═══ Material for this exercise

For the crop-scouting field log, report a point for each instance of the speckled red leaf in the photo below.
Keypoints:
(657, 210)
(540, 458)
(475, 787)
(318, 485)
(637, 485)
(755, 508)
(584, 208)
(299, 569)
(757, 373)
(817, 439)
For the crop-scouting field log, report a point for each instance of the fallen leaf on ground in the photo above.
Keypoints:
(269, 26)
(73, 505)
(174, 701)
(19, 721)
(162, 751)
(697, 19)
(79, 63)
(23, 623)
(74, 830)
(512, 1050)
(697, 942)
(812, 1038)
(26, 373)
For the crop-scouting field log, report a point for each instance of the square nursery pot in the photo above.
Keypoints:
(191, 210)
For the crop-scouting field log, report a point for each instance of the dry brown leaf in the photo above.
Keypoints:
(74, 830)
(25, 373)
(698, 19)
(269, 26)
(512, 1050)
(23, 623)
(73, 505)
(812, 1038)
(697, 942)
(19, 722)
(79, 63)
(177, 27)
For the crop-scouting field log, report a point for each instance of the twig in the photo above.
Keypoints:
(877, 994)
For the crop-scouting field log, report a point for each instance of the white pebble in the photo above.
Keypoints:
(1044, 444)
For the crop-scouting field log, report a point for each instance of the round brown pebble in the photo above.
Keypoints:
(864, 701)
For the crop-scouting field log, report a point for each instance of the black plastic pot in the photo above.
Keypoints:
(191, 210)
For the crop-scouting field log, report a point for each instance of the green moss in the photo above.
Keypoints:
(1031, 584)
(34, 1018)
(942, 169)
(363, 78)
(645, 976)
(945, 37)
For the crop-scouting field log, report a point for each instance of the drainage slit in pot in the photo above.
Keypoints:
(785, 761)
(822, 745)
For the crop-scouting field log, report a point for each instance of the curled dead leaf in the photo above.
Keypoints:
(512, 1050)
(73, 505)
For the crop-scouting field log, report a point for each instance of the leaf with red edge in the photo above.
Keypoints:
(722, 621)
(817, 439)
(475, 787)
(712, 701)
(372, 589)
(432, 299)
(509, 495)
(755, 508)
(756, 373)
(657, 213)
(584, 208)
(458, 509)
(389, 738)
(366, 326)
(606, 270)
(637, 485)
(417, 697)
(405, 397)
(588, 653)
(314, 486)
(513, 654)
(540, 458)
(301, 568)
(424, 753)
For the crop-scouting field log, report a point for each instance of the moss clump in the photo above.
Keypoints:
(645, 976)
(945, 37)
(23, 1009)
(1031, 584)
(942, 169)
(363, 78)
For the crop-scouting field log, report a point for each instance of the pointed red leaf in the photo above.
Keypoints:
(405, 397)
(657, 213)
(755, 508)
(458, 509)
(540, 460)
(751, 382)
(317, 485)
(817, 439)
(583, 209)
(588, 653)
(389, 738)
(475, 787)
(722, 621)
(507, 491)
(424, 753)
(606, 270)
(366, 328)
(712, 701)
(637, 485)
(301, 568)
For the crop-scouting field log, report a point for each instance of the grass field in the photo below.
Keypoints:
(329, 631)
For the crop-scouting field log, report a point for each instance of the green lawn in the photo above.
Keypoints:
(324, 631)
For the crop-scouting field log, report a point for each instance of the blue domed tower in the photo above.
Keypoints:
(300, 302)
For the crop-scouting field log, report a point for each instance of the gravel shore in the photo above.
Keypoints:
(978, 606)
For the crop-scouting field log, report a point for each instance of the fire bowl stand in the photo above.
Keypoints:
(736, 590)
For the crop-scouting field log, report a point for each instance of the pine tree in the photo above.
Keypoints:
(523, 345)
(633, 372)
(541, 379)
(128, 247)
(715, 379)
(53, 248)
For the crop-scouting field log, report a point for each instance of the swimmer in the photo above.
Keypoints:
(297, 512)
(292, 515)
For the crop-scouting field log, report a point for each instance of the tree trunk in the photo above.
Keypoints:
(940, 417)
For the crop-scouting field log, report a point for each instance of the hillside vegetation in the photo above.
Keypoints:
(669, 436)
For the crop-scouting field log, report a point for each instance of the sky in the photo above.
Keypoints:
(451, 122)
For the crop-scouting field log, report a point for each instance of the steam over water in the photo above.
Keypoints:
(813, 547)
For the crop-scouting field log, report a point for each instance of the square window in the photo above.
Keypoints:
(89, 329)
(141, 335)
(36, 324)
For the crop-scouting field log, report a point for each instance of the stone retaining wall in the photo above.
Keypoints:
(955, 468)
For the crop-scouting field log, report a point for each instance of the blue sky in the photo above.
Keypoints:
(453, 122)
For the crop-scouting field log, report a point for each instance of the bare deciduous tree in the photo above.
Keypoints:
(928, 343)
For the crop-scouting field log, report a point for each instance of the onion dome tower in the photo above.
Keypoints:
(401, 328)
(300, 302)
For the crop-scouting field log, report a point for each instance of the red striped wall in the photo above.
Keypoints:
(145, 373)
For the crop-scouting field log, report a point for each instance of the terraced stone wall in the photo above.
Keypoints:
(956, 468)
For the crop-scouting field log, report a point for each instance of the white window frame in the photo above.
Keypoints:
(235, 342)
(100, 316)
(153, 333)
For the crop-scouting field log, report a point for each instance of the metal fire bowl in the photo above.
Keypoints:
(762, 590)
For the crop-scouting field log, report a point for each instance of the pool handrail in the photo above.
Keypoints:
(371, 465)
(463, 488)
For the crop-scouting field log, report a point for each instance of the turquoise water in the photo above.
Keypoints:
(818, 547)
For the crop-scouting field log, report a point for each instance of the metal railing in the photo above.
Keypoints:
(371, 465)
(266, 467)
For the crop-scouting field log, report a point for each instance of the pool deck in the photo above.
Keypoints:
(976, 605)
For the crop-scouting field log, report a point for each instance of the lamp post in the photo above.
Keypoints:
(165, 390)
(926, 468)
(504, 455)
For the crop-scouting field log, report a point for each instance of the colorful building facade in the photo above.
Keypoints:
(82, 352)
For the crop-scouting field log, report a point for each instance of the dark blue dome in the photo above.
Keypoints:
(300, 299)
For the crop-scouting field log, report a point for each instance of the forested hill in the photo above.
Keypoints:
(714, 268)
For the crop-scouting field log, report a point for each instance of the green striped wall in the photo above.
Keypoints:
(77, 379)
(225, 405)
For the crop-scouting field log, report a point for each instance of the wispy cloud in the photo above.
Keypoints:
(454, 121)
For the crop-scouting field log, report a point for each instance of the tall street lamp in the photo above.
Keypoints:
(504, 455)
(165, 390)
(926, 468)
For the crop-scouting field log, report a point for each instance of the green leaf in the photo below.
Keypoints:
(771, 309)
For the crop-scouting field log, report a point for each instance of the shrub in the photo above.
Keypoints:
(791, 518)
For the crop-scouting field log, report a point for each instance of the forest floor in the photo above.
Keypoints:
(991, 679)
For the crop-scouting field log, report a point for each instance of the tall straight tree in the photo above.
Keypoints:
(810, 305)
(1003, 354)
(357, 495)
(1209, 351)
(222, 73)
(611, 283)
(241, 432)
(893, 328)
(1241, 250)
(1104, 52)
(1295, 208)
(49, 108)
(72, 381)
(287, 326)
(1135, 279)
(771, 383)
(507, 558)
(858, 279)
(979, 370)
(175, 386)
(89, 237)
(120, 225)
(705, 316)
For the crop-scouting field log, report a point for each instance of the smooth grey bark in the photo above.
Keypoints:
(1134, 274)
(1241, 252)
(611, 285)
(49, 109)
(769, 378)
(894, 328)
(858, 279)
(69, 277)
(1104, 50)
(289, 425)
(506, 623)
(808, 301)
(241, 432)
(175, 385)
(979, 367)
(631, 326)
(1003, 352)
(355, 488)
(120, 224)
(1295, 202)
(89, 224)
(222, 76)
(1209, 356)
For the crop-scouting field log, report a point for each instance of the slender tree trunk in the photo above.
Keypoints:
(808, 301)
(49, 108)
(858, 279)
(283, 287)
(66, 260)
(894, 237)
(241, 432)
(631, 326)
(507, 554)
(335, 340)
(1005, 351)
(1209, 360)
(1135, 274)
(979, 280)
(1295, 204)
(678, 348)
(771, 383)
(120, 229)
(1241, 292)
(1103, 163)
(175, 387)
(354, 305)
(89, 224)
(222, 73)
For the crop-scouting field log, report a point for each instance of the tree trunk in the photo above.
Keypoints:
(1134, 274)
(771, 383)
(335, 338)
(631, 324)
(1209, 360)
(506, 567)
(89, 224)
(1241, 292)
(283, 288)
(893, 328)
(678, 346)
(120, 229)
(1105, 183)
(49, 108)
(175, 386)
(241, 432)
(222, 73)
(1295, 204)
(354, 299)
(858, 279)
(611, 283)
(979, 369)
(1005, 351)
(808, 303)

══════

_Exercise requirements_. Filter the entries down to the lines that include the string "lamp".

_Finished exercise_.
For the crop-scouting field log, report a point for each instance of the lamp post in the photo above.
For the crop-scouting field log, report a point for each instance of the tall street lamp in the photo above.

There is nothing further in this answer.